*Desafio*: Reescreva como uma lista JSON de strings, uma para cada linha e sem as linhas em branco, o trecho dos registros que começa no início deles e vai até a linha que contém "Within one instance, a", inclusive.

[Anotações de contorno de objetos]
▶

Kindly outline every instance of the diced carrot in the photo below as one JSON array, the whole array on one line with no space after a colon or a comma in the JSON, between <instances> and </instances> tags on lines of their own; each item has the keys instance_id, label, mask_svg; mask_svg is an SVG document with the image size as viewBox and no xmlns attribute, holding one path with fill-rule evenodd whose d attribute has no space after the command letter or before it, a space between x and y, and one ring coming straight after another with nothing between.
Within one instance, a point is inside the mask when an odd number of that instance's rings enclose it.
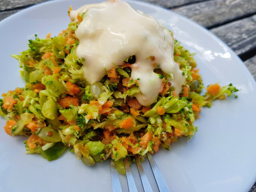
<instances>
[{"instance_id":1,"label":"diced carrot","mask_svg":"<svg viewBox=\"0 0 256 192\"><path fill-rule=\"evenodd\" d=\"M42 57L42 60L45 60L46 59L50 58L51 56L51 52L46 52L44 55L43 55Z\"/></svg>"},{"instance_id":2,"label":"diced carrot","mask_svg":"<svg viewBox=\"0 0 256 192\"><path fill-rule=\"evenodd\" d=\"M135 126L135 122L133 121L132 118L129 117L128 119L125 119L120 123L120 126L122 128L125 129L130 129Z\"/></svg>"},{"instance_id":3,"label":"diced carrot","mask_svg":"<svg viewBox=\"0 0 256 192\"><path fill-rule=\"evenodd\" d=\"M148 146L149 141L153 138L153 133L150 131L147 132L140 139L140 145L142 148L146 149Z\"/></svg>"},{"instance_id":4,"label":"diced carrot","mask_svg":"<svg viewBox=\"0 0 256 192\"><path fill-rule=\"evenodd\" d=\"M140 115L140 113L137 112L134 108L131 108L130 109L130 111L132 114L134 116L138 116L138 115Z\"/></svg>"},{"instance_id":5,"label":"diced carrot","mask_svg":"<svg viewBox=\"0 0 256 192\"><path fill-rule=\"evenodd\" d=\"M89 119L92 119L93 118L93 117L92 116L92 115L91 115L90 113L88 113L87 115L86 116L86 119L89 120Z\"/></svg>"},{"instance_id":6,"label":"diced carrot","mask_svg":"<svg viewBox=\"0 0 256 192\"><path fill-rule=\"evenodd\" d=\"M72 38L72 37L70 37L67 41L67 44L72 45L73 44L74 44L76 40L75 39Z\"/></svg>"},{"instance_id":7,"label":"diced carrot","mask_svg":"<svg viewBox=\"0 0 256 192\"><path fill-rule=\"evenodd\" d=\"M101 110L99 110L99 114L100 115L104 113L108 113L108 114L110 112L111 110L111 108L108 107L105 107L102 106Z\"/></svg>"},{"instance_id":8,"label":"diced carrot","mask_svg":"<svg viewBox=\"0 0 256 192\"><path fill-rule=\"evenodd\" d=\"M4 98L3 107L7 110L10 110L17 102L18 101L14 98L13 95L8 95Z\"/></svg>"},{"instance_id":9,"label":"diced carrot","mask_svg":"<svg viewBox=\"0 0 256 192\"><path fill-rule=\"evenodd\" d=\"M80 130L80 128L78 125L74 125L73 126L73 128L77 131Z\"/></svg>"},{"instance_id":10,"label":"diced carrot","mask_svg":"<svg viewBox=\"0 0 256 192\"><path fill-rule=\"evenodd\" d=\"M58 118L59 121L66 121L66 118L62 114L60 114Z\"/></svg>"},{"instance_id":11,"label":"diced carrot","mask_svg":"<svg viewBox=\"0 0 256 192\"><path fill-rule=\"evenodd\" d=\"M37 89L34 89L34 93L38 93L39 92L40 92L40 91Z\"/></svg>"},{"instance_id":12,"label":"diced carrot","mask_svg":"<svg viewBox=\"0 0 256 192\"><path fill-rule=\"evenodd\" d=\"M157 137L155 137L152 139L152 142L154 143L153 145L153 149L155 152L157 152L159 150L159 145L161 143L160 140Z\"/></svg>"},{"instance_id":13,"label":"diced carrot","mask_svg":"<svg viewBox=\"0 0 256 192\"><path fill-rule=\"evenodd\" d=\"M111 69L108 71L108 76L111 78L116 78L117 74L116 71L116 68L114 67L111 68Z\"/></svg>"},{"instance_id":14,"label":"diced carrot","mask_svg":"<svg viewBox=\"0 0 256 192\"><path fill-rule=\"evenodd\" d=\"M12 128L15 126L16 122L16 121L14 120L9 120L6 122L6 124L4 128L7 134L12 135Z\"/></svg>"},{"instance_id":15,"label":"diced carrot","mask_svg":"<svg viewBox=\"0 0 256 192\"><path fill-rule=\"evenodd\" d=\"M20 120L20 116L19 115L15 115L13 117L14 118L14 120L16 121Z\"/></svg>"},{"instance_id":16,"label":"diced carrot","mask_svg":"<svg viewBox=\"0 0 256 192\"><path fill-rule=\"evenodd\" d=\"M177 94L176 94L176 92L174 91L172 91L172 94L175 97L177 97Z\"/></svg>"},{"instance_id":17,"label":"diced carrot","mask_svg":"<svg viewBox=\"0 0 256 192\"><path fill-rule=\"evenodd\" d=\"M142 108L141 109L141 110L144 114L147 112L149 111L151 108L150 107L145 107L145 106L142 106Z\"/></svg>"},{"instance_id":18,"label":"diced carrot","mask_svg":"<svg viewBox=\"0 0 256 192\"><path fill-rule=\"evenodd\" d=\"M142 106L136 98L133 98L127 101L128 105L137 110L138 110Z\"/></svg>"},{"instance_id":19,"label":"diced carrot","mask_svg":"<svg viewBox=\"0 0 256 192\"><path fill-rule=\"evenodd\" d=\"M188 86L185 86L183 87L183 94L181 95L182 97L188 97L188 92L189 91L189 87Z\"/></svg>"},{"instance_id":20,"label":"diced carrot","mask_svg":"<svg viewBox=\"0 0 256 192\"><path fill-rule=\"evenodd\" d=\"M72 10L72 6L70 5L70 6L69 7L69 9L68 9L68 16L70 17L70 11Z\"/></svg>"},{"instance_id":21,"label":"diced carrot","mask_svg":"<svg viewBox=\"0 0 256 192\"><path fill-rule=\"evenodd\" d=\"M75 97L68 96L65 98L59 100L58 102L64 108L70 108L70 105L78 106L79 104L79 100Z\"/></svg>"},{"instance_id":22,"label":"diced carrot","mask_svg":"<svg viewBox=\"0 0 256 192\"><path fill-rule=\"evenodd\" d=\"M126 103L124 105L122 106L120 108L120 110L124 113L128 113L130 111L129 108L128 107L128 105Z\"/></svg>"},{"instance_id":23,"label":"diced carrot","mask_svg":"<svg viewBox=\"0 0 256 192\"><path fill-rule=\"evenodd\" d=\"M108 100L102 105L102 107L112 107L114 104L113 101Z\"/></svg>"},{"instance_id":24,"label":"diced carrot","mask_svg":"<svg viewBox=\"0 0 256 192\"><path fill-rule=\"evenodd\" d=\"M77 15L77 16L76 17L76 18L78 20L78 22L80 22L80 23L82 22L82 21L83 20L83 19L81 17L81 16L80 16L80 14L79 13L78 13L78 14Z\"/></svg>"},{"instance_id":25,"label":"diced carrot","mask_svg":"<svg viewBox=\"0 0 256 192\"><path fill-rule=\"evenodd\" d=\"M156 107L156 112L160 115L163 115L164 114L165 110L162 106L158 106Z\"/></svg>"},{"instance_id":26,"label":"diced carrot","mask_svg":"<svg viewBox=\"0 0 256 192\"><path fill-rule=\"evenodd\" d=\"M24 98L23 96L22 96L21 95L18 95L18 97L19 100L20 101L22 101L25 100L25 99Z\"/></svg>"},{"instance_id":27,"label":"diced carrot","mask_svg":"<svg viewBox=\"0 0 256 192\"><path fill-rule=\"evenodd\" d=\"M52 70L54 74L56 74L61 70L61 67L54 67Z\"/></svg>"},{"instance_id":28,"label":"diced carrot","mask_svg":"<svg viewBox=\"0 0 256 192\"><path fill-rule=\"evenodd\" d=\"M199 106L193 103L192 104L192 110L194 111L200 112L201 111L201 108Z\"/></svg>"},{"instance_id":29,"label":"diced carrot","mask_svg":"<svg viewBox=\"0 0 256 192\"><path fill-rule=\"evenodd\" d=\"M49 32L46 35L46 36L45 36L45 38L46 39L50 39L51 38L51 36L52 34L51 34L51 33Z\"/></svg>"},{"instance_id":30,"label":"diced carrot","mask_svg":"<svg viewBox=\"0 0 256 192\"><path fill-rule=\"evenodd\" d=\"M104 128L108 130L109 131L112 131L116 128L116 127L113 125L108 125L105 126Z\"/></svg>"},{"instance_id":31,"label":"diced carrot","mask_svg":"<svg viewBox=\"0 0 256 192\"><path fill-rule=\"evenodd\" d=\"M21 93L22 92L22 90L21 89L21 88L20 88L19 87L16 87L15 88L15 92L18 93Z\"/></svg>"},{"instance_id":32,"label":"diced carrot","mask_svg":"<svg viewBox=\"0 0 256 192\"><path fill-rule=\"evenodd\" d=\"M68 121L68 123L70 125L73 125L76 124L76 123L77 122L76 119L73 119L71 121Z\"/></svg>"},{"instance_id":33,"label":"diced carrot","mask_svg":"<svg viewBox=\"0 0 256 192\"><path fill-rule=\"evenodd\" d=\"M42 145L43 142L44 140L41 138L39 138L37 135L32 134L28 139L26 143L29 148L34 149L36 147L36 143L38 143L38 144Z\"/></svg>"},{"instance_id":34,"label":"diced carrot","mask_svg":"<svg viewBox=\"0 0 256 192\"><path fill-rule=\"evenodd\" d=\"M174 134L178 137L181 137L183 132L179 129L174 128Z\"/></svg>"},{"instance_id":35,"label":"diced carrot","mask_svg":"<svg viewBox=\"0 0 256 192\"><path fill-rule=\"evenodd\" d=\"M217 83L215 84L211 84L210 85L205 89L206 89L210 94L214 96L219 93L220 89L220 86L218 84L218 83Z\"/></svg>"},{"instance_id":36,"label":"diced carrot","mask_svg":"<svg viewBox=\"0 0 256 192\"><path fill-rule=\"evenodd\" d=\"M52 72L50 68L47 66L44 66L42 67L43 70L45 75L50 75L52 74Z\"/></svg>"},{"instance_id":37,"label":"diced carrot","mask_svg":"<svg viewBox=\"0 0 256 192\"><path fill-rule=\"evenodd\" d=\"M79 87L71 81L68 81L66 84L71 93L78 94L81 91Z\"/></svg>"}]
</instances>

◀

*Resultado do exercício*:
[
  "Kindly outline every instance of the diced carrot in the photo below as one JSON array, the whole array on one line with no space after a colon or a comma in the JSON, between <instances> and </instances> tags on lines of their own; each item has the keys instance_id, label, mask_svg; mask_svg is an SVG document with the image size as viewBox and no xmlns attribute, holding one path with fill-rule evenodd whose d attribute has no space after the command letter or before it, a space between x and y, and one ring coming straight after another with nothing between.",
  "Within one instance, a point is inside the mask when an odd number of that instance's rings enclose it."
]